## BEGIN Information given
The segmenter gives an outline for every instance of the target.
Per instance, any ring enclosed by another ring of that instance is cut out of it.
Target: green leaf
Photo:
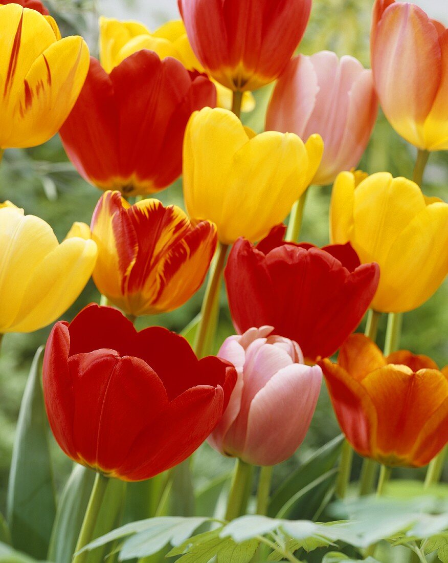
[[[325,444],[285,481],[271,498],[268,516],[277,516],[283,507],[289,503],[290,499],[299,491],[334,466],[341,454],[343,440],[344,437],[341,435]],[[301,517],[303,516],[301,515]]]
[[[33,557],[46,557],[56,514],[41,385],[43,347],[36,352],[19,415],[8,486],[7,520],[12,544]]]
[[[57,507],[48,549],[51,561],[71,563],[95,479],[95,471],[75,464]]]

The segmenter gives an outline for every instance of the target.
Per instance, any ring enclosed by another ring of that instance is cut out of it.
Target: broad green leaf
[[[75,464],[59,500],[48,558],[70,563],[93,486],[95,472]]]
[[[334,467],[344,437],[341,435],[325,444],[285,481],[271,498],[268,516],[277,516],[294,495]],[[303,516],[301,515],[301,517]]]
[[[13,546],[40,558],[47,556],[56,514],[48,425],[41,385],[43,351],[41,347],[34,356],[20,405],[7,499]]]

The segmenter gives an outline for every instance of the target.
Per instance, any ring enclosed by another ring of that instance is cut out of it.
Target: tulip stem
[[[339,473],[336,481],[336,494],[339,498],[344,498],[347,494],[347,489],[352,472],[352,461],[353,449],[348,442],[345,440],[342,444]]]
[[[381,497],[384,494],[384,489],[389,479],[391,478],[392,469],[387,465],[382,465],[379,470],[379,479],[378,486],[377,488],[377,496]]]
[[[81,530],[79,532],[78,543],[75,548],[75,555],[74,555],[72,563],[84,563],[84,561],[87,559],[88,552],[83,551],[80,553],[78,552],[93,539],[92,537],[93,530],[109,480],[108,477],[105,477],[101,473],[97,473],[93,483],[93,488],[92,489],[92,493],[86,511],[86,515],[84,517]]]
[[[423,174],[429,158],[429,153],[427,150],[422,150],[420,149],[417,150],[417,159],[414,167],[413,180],[420,187],[423,183]]]
[[[254,466],[237,458],[227,499],[226,520],[230,522],[246,513],[252,486]]]
[[[402,322],[402,313],[389,313],[388,315],[387,328],[384,342],[384,356],[388,356],[398,349]]]
[[[302,221],[303,219],[303,211],[305,209],[305,203],[309,189],[308,187],[306,191],[303,192],[297,201],[294,203],[291,209],[286,240],[292,243],[297,243],[299,240],[299,235],[302,228]]]
[[[447,453],[448,453],[448,446],[445,446],[429,463],[423,486],[424,489],[428,489],[432,485],[435,485],[440,481]]]
[[[218,307],[221,276],[228,248],[227,245],[218,243],[216,255],[210,269],[205,294],[202,302],[201,320],[195,341],[194,350],[199,358],[208,352],[207,343],[213,342],[216,332],[218,315],[213,315],[213,311]]]
[[[378,464],[374,459],[369,458],[364,459],[359,481],[360,497],[365,497],[371,493],[378,466]]]
[[[234,90],[232,97],[232,111],[238,118],[241,117],[241,106],[243,104],[243,93],[241,90]]]
[[[263,516],[265,516],[267,514],[273,470],[274,467],[271,466],[260,468],[258,490],[257,494],[257,513]]]

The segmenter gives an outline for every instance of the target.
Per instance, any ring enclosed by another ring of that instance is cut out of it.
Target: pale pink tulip
[[[266,129],[318,133],[324,156],[313,184],[331,184],[359,163],[377,119],[378,101],[371,71],[357,59],[341,60],[329,51],[292,59],[274,89]]]
[[[224,415],[208,438],[225,455],[254,465],[280,463],[303,441],[320,391],[322,372],[303,364],[299,346],[270,336],[272,327],[231,336],[218,356],[238,379]]]

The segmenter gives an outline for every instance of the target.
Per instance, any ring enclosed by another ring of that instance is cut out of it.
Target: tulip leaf
[[[15,548],[47,556],[56,514],[48,426],[41,384],[43,347],[36,352],[19,415],[8,486],[7,520]]]
[[[95,479],[92,470],[73,467],[57,507],[48,549],[51,561],[70,563]]]
[[[328,488],[326,489],[325,486],[321,488],[320,499],[317,497],[314,498],[314,501],[316,501],[313,507],[314,511],[311,515],[309,510],[306,515],[298,515],[298,511],[301,509],[300,506],[298,506],[297,510],[289,512],[286,511],[285,507],[286,506],[291,506],[290,500],[295,495],[334,467],[340,455],[343,440],[343,436],[341,435],[325,444],[285,481],[271,498],[268,508],[268,515],[270,516],[274,517],[279,513],[284,515],[287,513],[291,517],[312,517],[323,501]],[[330,482],[327,484],[329,486]],[[319,504],[317,503],[317,500],[319,500]]]

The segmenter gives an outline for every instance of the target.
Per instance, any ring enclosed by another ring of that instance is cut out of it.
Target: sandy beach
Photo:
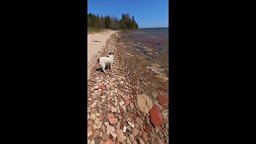
[[[168,143],[168,77],[140,63],[143,55],[127,53],[136,44],[124,42],[122,33],[113,34],[98,54],[114,53],[112,69],[105,74],[91,65],[87,143]]]
[[[99,57],[98,53],[106,45],[106,42],[110,37],[110,35],[117,31],[109,30],[97,34],[87,35],[87,78],[90,78],[90,66],[95,62],[95,58]],[[99,41],[93,42],[93,41]]]

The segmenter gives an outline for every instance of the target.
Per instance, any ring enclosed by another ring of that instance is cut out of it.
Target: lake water
[[[156,72],[168,75],[169,28],[141,28],[125,31],[123,36],[127,47],[123,49],[127,53],[136,55],[148,68],[157,63]]]

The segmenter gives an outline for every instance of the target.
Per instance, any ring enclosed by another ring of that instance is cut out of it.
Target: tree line
[[[119,29],[137,29],[139,28],[138,23],[134,20],[134,17],[132,19],[127,13],[122,13],[122,19],[118,19],[115,16],[110,17],[105,15],[99,17],[91,13],[87,14],[87,27],[94,29],[110,29],[113,30]]]

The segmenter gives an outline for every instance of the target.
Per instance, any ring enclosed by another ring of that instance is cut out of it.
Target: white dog
[[[111,66],[114,62],[114,53],[110,53],[109,55],[107,57],[101,57],[97,61],[99,63],[100,66],[102,68],[103,71],[106,73],[105,66],[110,66],[110,69],[111,69]]]

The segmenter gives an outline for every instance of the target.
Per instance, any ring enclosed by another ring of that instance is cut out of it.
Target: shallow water
[[[169,28],[139,29],[126,31],[123,36],[127,47],[122,49],[126,54],[138,57],[139,63],[145,68],[151,67],[153,63],[158,63],[160,66],[154,71],[168,75]]]

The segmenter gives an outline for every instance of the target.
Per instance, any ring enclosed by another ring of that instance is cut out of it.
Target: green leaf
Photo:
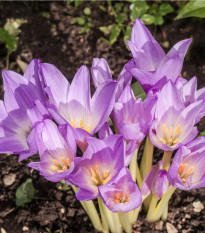
[[[122,23],[124,23],[125,19],[126,19],[126,14],[121,13],[119,16],[116,17],[116,22],[118,24],[122,24]]]
[[[162,25],[164,23],[164,19],[161,15],[154,16],[154,24],[155,25]]]
[[[125,34],[124,34],[124,42],[125,42],[125,43],[126,43],[126,41],[130,40],[131,31],[132,31],[132,27],[131,27],[131,26],[127,26],[127,27],[126,27]]]
[[[115,11],[116,11],[116,13],[119,13],[122,10],[123,5],[124,5],[123,2],[115,4]]]
[[[187,17],[205,18],[205,1],[195,0],[188,2],[179,12],[175,20]]]
[[[147,12],[149,6],[146,1],[135,1],[132,5],[132,11],[130,14],[130,19],[134,22],[136,18],[141,17],[143,14]]]
[[[78,8],[82,2],[83,2],[83,0],[75,0],[74,1],[75,8]]]
[[[91,10],[90,10],[90,8],[89,7],[86,7],[86,8],[84,8],[83,9],[83,13],[85,14],[85,15],[91,15]]]
[[[25,203],[31,202],[34,197],[34,192],[32,179],[28,178],[16,190],[16,206],[22,206]]]
[[[144,24],[150,25],[150,24],[153,24],[155,22],[155,17],[153,15],[144,14],[141,17],[141,20],[144,22]]]
[[[169,13],[172,13],[174,11],[174,8],[169,3],[162,3],[159,6],[159,14],[160,15],[167,15]]]
[[[104,32],[106,36],[108,36],[111,33],[114,26],[115,24],[110,24],[109,26],[106,27],[99,27],[99,29],[101,32]]]
[[[10,51],[17,49],[18,40],[10,35],[4,28],[0,28],[0,40],[6,44],[6,48]]]
[[[112,32],[110,34],[110,38],[109,38],[109,43],[111,46],[117,41],[117,38],[120,35],[120,32],[121,32],[121,27],[119,25],[115,25],[113,27],[113,30],[112,30]]]
[[[142,98],[142,100],[146,99],[146,93],[138,82],[134,82],[132,84],[132,90],[134,92],[136,99],[139,98]]]

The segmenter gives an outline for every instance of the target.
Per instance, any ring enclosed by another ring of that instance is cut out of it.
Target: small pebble
[[[5,175],[3,178],[3,182],[5,186],[12,185],[16,180],[16,174],[10,173],[8,175]]]
[[[1,228],[1,233],[6,233],[6,230],[3,227]]]
[[[162,230],[163,229],[163,224],[164,224],[163,221],[157,222],[156,225],[155,225],[155,229],[156,230]]]
[[[194,212],[201,212],[204,209],[204,205],[200,201],[195,201],[192,205],[194,207]]]
[[[166,228],[168,233],[177,233],[178,230],[169,222],[166,223]]]
[[[29,228],[28,228],[27,226],[23,226],[22,230],[23,230],[23,231],[28,231]]]

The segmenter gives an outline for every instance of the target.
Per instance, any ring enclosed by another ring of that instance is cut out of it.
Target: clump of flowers
[[[3,71],[0,152],[19,154],[19,161],[38,153],[28,166],[71,185],[99,231],[131,232],[142,206],[147,221],[166,220],[177,188],[205,186],[205,137],[196,138],[205,88],[197,90],[196,77],[180,75],[190,43],[180,41],[166,55],[136,19],[127,42],[133,58],[117,81],[105,59],[93,59],[93,96],[86,66],[71,84],[54,65],[37,59],[23,76]],[[147,93],[144,101],[135,98],[133,77]],[[154,146],[164,151],[157,164]]]

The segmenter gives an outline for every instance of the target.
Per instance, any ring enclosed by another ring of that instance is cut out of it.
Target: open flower
[[[41,71],[49,96],[50,113],[59,124],[69,123],[75,129],[76,141],[84,143],[84,139],[96,133],[110,115],[116,82],[100,85],[91,98],[90,74],[86,66],[81,66],[71,85],[51,64],[41,64]]]
[[[119,174],[108,185],[99,187],[100,197],[114,213],[129,212],[142,203],[141,193],[133,181],[128,168],[122,168]]]
[[[169,182],[182,190],[205,187],[205,137],[198,137],[175,154],[168,171]]]
[[[168,81],[157,93],[155,120],[149,135],[152,143],[165,151],[173,151],[193,140],[198,130],[194,125],[203,100],[184,106],[177,87]]]
[[[146,92],[154,86],[160,89],[168,80],[176,81],[190,43],[191,39],[179,41],[166,55],[143,22],[136,19],[127,42],[133,59],[125,68]]]
[[[23,76],[3,71],[4,102],[0,101],[0,151],[20,154],[19,160],[36,154],[38,149],[27,111],[40,101],[46,105],[46,96],[38,76],[40,61],[33,60]]]
[[[68,182],[79,187],[76,197],[88,201],[99,196],[99,187],[107,185],[124,167],[124,144],[119,135],[104,140],[86,138],[88,147],[78,159]]]
[[[72,130],[67,126],[58,128],[54,122],[46,119],[35,126],[35,138],[40,162],[29,163],[28,166],[52,182],[68,177],[74,169],[76,154]]]

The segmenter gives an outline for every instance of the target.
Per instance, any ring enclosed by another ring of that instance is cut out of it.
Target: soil
[[[102,2],[101,4],[106,4]],[[92,10],[93,27],[87,34],[79,34],[80,27],[71,24],[73,17],[79,16],[81,10],[89,6]],[[42,14],[42,12],[47,13]],[[168,51],[179,40],[193,37],[182,75],[187,79],[196,75],[198,88],[205,86],[205,20],[183,19],[173,21],[174,14],[165,18],[165,23],[157,28],[158,42],[169,42]],[[103,42],[99,26],[113,22],[111,16],[103,13],[95,4],[84,2],[78,10],[65,2],[1,2],[0,26],[7,18],[24,18],[26,24],[21,26],[19,46],[11,54],[11,67],[19,72],[15,62],[17,56],[25,62],[39,58],[42,62],[52,63],[72,80],[77,69],[82,65],[91,67],[94,57],[104,57],[115,78],[128,59],[122,36],[110,47]],[[149,29],[153,32],[152,26]],[[5,68],[6,49],[0,44],[0,68]],[[1,80],[2,83],[2,80]],[[1,92],[2,96],[2,92]],[[198,125],[199,131],[205,130],[205,119]],[[156,156],[161,155],[156,151]],[[51,183],[28,168],[28,161],[18,163],[17,155],[0,157],[0,229],[1,233],[44,233],[44,232],[96,232],[86,216],[80,203],[75,199],[71,189],[60,190],[59,183]],[[13,174],[15,181],[8,186],[3,179]],[[22,207],[15,206],[15,191],[27,178],[32,178],[35,198]],[[205,232],[205,209],[195,212],[193,202],[205,205],[205,188],[189,192],[177,190],[170,200],[167,222],[149,224],[145,213],[140,213],[133,232]]]

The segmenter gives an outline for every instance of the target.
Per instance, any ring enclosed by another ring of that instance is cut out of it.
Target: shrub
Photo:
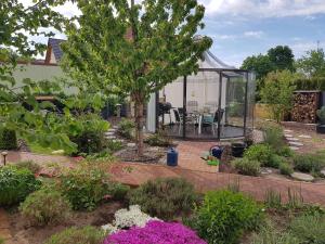
[[[113,196],[114,200],[122,201],[126,198],[130,187],[121,183],[112,183],[108,193]]]
[[[230,191],[208,192],[191,226],[210,244],[237,243],[245,230],[257,228],[261,207],[250,197]]]
[[[304,215],[295,218],[289,229],[300,243],[324,244],[325,242],[325,216]]]
[[[78,130],[72,130],[72,142],[77,144],[78,153],[99,153],[104,149],[104,132],[108,129],[108,123],[96,115],[82,115],[77,117]]]
[[[128,231],[119,231],[105,239],[104,244],[206,244],[196,233],[181,223],[150,221],[144,228],[133,227]]]
[[[191,211],[196,194],[191,183],[180,178],[148,181],[130,192],[130,204],[138,204],[151,216],[171,219]]]
[[[261,168],[258,160],[249,160],[248,158],[238,158],[234,160],[234,166],[239,174],[246,176],[259,176]]]
[[[104,231],[94,227],[72,227],[52,235],[44,244],[102,244]]]
[[[278,169],[280,169],[280,174],[284,175],[284,176],[291,176],[291,174],[294,172],[291,165],[289,165],[287,163],[281,164],[278,166]]]
[[[70,204],[60,192],[44,188],[28,195],[20,210],[31,224],[58,223],[68,217]]]
[[[276,230],[273,223],[262,227],[253,234],[251,244],[298,244],[299,240],[291,232]]]
[[[122,118],[118,124],[117,132],[127,139],[133,139],[134,137],[135,124],[131,119]]]
[[[278,125],[268,126],[264,129],[264,142],[269,144],[276,152],[280,151],[284,145],[284,133],[283,129]]]
[[[34,163],[32,160],[22,160],[22,162],[16,163],[15,166],[18,169],[27,168],[32,174],[37,174],[41,169],[41,167],[38,164]]]
[[[76,168],[61,176],[62,193],[73,209],[93,210],[107,193],[108,175],[100,168]]]
[[[262,165],[268,165],[272,160],[272,150],[265,144],[255,144],[247,149],[244,153],[244,157],[249,160],[258,160]]]
[[[16,150],[17,136],[14,130],[9,130],[5,128],[0,129],[0,150]]]
[[[38,190],[41,182],[26,168],[0,167],[0,206],[10,206],[25,200]]]
[[[325,159],[317,154],[296,155],[294,165],[295,169],[301,172],[320,172],[325,166]]]
[[[145,139],[145,142],[152,146],[169,146],[172,144],[172,140],[164,130],[159,130],[157,133],[151,134]]]

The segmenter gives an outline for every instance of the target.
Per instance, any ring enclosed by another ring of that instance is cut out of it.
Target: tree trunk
## END Information given
[The request]: Please pull out every line of the material above that contains the word "water". Case counts, so a line matches only if the letters appear in exactly that case.

[Exercise response]:
Target: lake water
Target: shallow water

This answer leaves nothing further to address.